◆ Work to do:
[A] Answer these from the text on executory contracts in bankruptcy:
(i) What example of an executory contract is named in the opening paragraph?
(ii) Besides certain limitations, what is assumption or rejection of a contract subject to?
(iii) What other name is given for the bankruptcy filing date?
[B] Carry on the text on executory contracts in bankruptcy from its last sentence.

◆ Document text:
== == ==

When a debtor files for bankruptcy, certain contracts that are executory such as unexpired real property leases may be assumed or rejected as part of the bankruptcy process. This ability to assume or reject has significant implications in the context of a debtor who is a lessor or a lessee – from offering a debtor-lessor or lessee a way to continue business operations wherein the lease is an essential component to its operations to relieving a debtor-lessee from future performance obligations that have become too burdensome.

What is an Executory Contract?
The Bankruptcy Code provides that a contract may be assumed or rejected only if it is an executory contract or an unexpired lease, subject to bankruptcy court approval and certain limitations.1 If a contract or lease has ter­minated prior to the bankruptcy filing date, otherwise known as the Petition Date, it would be non-executory and incapable of assumption or rejection.

== == ==

◆ Data:
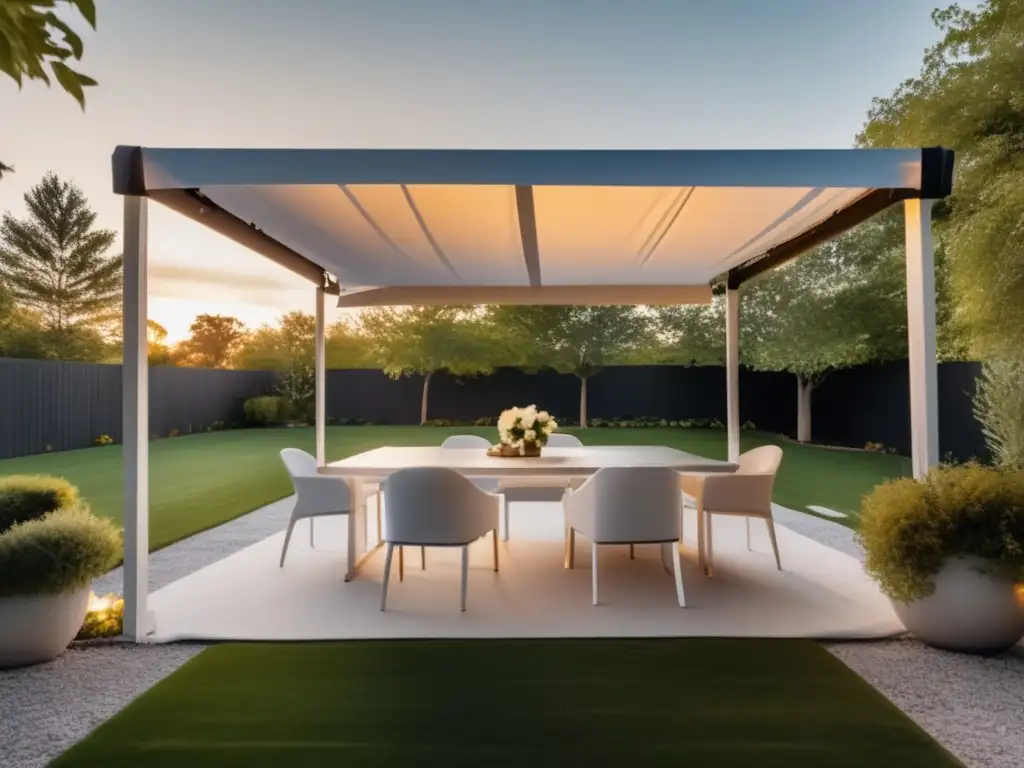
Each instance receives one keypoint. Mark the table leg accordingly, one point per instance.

== == ==

◆ Set of answers:
[A]
(i) Unexpired real property leases.
(ii) Bankruptcy court approval.
(iii) The Petition Date.

[B]
While the Bankruptcy Code does not define what is an executory contract, the Ninth Circuit U.S. Court of Appeals has adopted Countryman’s2 definition, which is a “contract under which the obligation of both the bankrupt and the other party to the contract are so far unperformed that the fail­ure of either to complete performance would constitute a material breach excusing performance of the other.”3 This means that if one party has substantially performed its side of the bargain, such that that party’s failure to per­form further would not constitute a material beach excus­ing performance by the other party, the contract is not executory and cannot be assumed or rejected. Whether a lease is unexpired and otherwise executory would be determined by this definition.

Significance of Assumption or Rejection
If a real property lease is unexpired and otherwise executory, a debtor in possession or a trustee charged with administering the bankruptcy estate could assume or reject it.

If assumed, the lease would resume in full force and effect, despite the bankruptcy filing and even when the debtor has defaulted under the lease as long as the default is cured or adequate assurance of future cure is provided. Further, if assumed, the lease may be sold and assigned for value, too. Typically, the rights of the non-debtor party to the lease are limited to challenging whether or not the assignee of the lease can provide adequate assurance of future performance or the adequacy of any cure. Thus, the power to assume and assign an unexpired lease allows a debtor in possession or trustee to maintain and maximize whatever value there may be left of the bargain under the lease.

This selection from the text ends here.